■ **ASSIGNMENT 1**
Which famous diets does the fast food diet article name as examples?
■ **ASSIGNMENT 2**
How would you translate this sentence from the fast food diet article into Spanish: "If you type the words ”weight loss diet” into Google, you’ll get about 595,000,000 results."
■ **ASSIGNMENT 3**
Can you retype the fast food diet article from "If you type" to "diet was born."?

■ **PASSAGE PROVIDED**
December 19, 2012

Fast Food Diets: The Secret To A Perfect Silhouette Or Pure Madness?


If you type the words ”weight loss diet” into Google, you’ll get about 595,000,000 results. From famous diets, like Atkins, South Plan, Hollywood Cookie or Zone, to truly bizarre ones, that would make any nutritionist go crazy, the Internet is full of miracle-diets that promise to reveal the svelte body you’ve been dreaming of, in the shortest amount of time possible.

The problem that many people encounter when trying on a diet isn’t however related to the fact that it might be inefficient on a long-term period or that it may be unhealty, but more to the fact that it forbids certain foods that happen to taste delicious. Thus…the fast food diet was born.

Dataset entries

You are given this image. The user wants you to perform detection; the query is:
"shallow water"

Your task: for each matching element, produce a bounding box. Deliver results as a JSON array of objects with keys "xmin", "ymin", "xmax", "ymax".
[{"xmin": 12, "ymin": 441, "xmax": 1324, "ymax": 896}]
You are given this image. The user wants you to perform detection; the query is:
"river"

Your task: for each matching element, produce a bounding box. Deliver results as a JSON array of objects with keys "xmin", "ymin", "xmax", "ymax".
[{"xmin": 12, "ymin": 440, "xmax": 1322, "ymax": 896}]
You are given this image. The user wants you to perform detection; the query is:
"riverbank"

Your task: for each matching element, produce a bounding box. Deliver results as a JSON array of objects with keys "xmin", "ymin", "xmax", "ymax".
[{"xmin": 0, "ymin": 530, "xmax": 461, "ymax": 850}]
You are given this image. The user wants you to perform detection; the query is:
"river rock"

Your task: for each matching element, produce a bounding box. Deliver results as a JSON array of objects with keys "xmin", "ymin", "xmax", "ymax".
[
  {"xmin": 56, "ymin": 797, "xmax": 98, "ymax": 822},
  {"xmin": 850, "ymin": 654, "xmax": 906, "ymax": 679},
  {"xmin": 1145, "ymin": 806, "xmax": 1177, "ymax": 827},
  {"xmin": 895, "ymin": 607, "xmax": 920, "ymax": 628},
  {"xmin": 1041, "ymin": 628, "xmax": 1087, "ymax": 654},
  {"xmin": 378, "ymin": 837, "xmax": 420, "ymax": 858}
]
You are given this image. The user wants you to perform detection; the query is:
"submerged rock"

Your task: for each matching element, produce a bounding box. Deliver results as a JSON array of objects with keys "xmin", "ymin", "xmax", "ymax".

■ **WRITTEN RESPONSE 1**
Atkins, South Plan, Hollywood Cookie, Zone

■ **WRITTEN RESPONSE 2**
Si escribes las palabras "weight loss diet" en Google, obtendrás unos 595.000.000 resultados.

■ **WRITTEN RESPONSE 3**
If you type the words ”weight loss diet” into Google, you’ll get about 595,000,000 results. From famous diets, like Atkins, South Plan, Hollywood Cookie or Zone, to truly bizarre ones, that would make any nutritionist go crazy, the Internet is full of miracle-diets that promise to reveal the svelte body you’ve been dreaming of, in the shortest amount of time possible.

The problem that many people encounter when trying on a diet isn’t however related to the fact that it might be inefficient on a long-term period or that it may be unhealty, but more to the fact that it forbids certain foods that happen to taste delicious. Thus…the fast food diet was born.